(TASKS TO COMPLETE):
(a) According to the biography, in what town and country was Widad Hamdi born?
(b) Find every line in the rows that contains the word "kind" and copy each such line. Case counts.

(READING PASSAGE):
Widad Hamdi () was an Egyptian actress. She starred in over 600 films during her lifetime, and almost all her roles were as a servant or maid.

Early life and career
Widad Mohammed Issawi Zaraarah was born on March 7, 1924, in Kafr El-Sheikh, Egypt. She studied at the Institute of Representation and graduated after two years. Hamdi started her career as a singer. Her first film was Henry Barakat's This Was My Father's Crime (1945).
She worked with the Egyptian National Troupe on several plays. Hamdi retired in the sixties but was called out of retirement to work on the play Tamr Henna.

Hamdi was married 3 times, to composer Muhammad al-Mougy and actors Salaah Kabeel and Muhammad al-Toukhy.

(THE RECORDS):

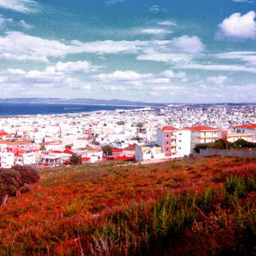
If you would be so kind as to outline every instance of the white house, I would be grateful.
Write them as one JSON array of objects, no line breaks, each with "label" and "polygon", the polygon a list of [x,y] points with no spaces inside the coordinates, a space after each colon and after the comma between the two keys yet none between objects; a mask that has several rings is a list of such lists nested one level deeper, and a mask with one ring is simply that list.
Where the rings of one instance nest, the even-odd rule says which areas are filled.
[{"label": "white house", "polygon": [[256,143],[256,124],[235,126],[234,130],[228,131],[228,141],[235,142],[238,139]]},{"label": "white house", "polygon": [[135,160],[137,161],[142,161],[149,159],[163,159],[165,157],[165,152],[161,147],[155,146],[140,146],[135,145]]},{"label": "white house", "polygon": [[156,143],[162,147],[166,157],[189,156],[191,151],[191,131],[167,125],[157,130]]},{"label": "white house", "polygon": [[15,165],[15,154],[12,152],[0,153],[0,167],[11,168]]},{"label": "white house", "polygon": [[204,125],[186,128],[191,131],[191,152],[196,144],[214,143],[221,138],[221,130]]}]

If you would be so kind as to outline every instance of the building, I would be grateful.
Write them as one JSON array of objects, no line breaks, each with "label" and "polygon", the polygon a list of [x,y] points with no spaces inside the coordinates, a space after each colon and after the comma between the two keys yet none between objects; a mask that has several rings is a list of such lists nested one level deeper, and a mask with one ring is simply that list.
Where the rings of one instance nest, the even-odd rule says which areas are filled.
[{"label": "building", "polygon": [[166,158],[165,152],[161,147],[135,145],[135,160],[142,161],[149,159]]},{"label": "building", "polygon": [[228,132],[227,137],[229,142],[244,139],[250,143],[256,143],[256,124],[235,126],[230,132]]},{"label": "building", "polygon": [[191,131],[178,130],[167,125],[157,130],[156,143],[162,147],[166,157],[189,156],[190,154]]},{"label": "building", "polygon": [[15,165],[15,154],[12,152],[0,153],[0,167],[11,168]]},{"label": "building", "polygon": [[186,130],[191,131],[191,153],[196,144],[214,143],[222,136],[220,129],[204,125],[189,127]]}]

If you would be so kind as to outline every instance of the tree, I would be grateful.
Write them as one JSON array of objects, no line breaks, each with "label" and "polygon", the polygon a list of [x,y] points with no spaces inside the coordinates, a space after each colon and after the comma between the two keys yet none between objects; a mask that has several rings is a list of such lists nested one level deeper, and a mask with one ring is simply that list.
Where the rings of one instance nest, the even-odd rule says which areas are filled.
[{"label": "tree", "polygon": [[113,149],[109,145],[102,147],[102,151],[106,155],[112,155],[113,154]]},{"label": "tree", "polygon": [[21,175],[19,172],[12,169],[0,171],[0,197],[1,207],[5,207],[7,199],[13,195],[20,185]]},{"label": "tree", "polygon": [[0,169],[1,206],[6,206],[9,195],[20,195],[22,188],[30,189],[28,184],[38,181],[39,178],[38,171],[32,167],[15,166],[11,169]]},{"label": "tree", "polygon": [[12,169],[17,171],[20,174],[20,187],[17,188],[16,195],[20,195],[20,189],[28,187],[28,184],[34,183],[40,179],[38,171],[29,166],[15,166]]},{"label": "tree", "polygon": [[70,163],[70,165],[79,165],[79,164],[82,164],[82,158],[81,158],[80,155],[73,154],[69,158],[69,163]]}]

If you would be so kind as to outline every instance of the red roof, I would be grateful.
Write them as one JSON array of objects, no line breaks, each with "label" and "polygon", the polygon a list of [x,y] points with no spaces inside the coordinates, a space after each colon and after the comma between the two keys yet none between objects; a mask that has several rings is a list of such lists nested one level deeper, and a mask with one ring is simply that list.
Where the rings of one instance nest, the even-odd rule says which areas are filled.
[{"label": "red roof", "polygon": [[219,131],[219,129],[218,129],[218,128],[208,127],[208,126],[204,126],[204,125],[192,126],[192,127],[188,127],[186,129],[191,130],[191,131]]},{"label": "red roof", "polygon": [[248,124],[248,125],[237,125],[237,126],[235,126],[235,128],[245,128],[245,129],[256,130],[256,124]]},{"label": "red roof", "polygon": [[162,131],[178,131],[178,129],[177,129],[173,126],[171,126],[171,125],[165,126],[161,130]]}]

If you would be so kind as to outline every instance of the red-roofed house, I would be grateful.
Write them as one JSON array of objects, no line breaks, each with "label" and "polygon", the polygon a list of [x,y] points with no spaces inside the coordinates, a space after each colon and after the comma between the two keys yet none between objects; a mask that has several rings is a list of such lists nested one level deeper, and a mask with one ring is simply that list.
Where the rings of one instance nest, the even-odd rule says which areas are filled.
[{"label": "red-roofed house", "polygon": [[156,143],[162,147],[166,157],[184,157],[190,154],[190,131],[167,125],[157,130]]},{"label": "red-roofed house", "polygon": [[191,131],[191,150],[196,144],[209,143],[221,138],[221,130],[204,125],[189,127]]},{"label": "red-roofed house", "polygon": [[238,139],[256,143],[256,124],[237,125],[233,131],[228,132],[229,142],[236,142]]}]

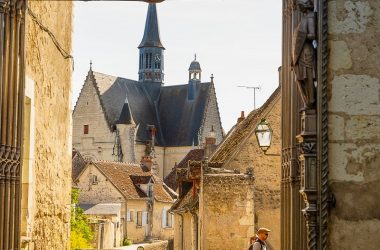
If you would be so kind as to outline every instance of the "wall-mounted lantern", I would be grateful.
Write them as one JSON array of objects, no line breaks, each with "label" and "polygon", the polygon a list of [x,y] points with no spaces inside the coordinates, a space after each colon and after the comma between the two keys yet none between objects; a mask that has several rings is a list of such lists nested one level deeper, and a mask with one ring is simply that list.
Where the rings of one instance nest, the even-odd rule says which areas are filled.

(ANSWERS IN ORDER):
(a) Kafr El-Sheikh, Egypt.

(b)
If you would be so kind as to outline every instance of the white house, I would be grateful.
If you would be so kind as to outline every instance of the building, I would be grateful.
If you would be so kind as to outline every instance of the tree, I would be grateful.
If you would be so kind as to outline every instance of the red roof, I would be grateful.
If you would be so kind as to outline every instance of the red-roofed house, I would be grateful.
If you would be so kind as to outline every instance of the "wall-mounted lantern", I would be grateful.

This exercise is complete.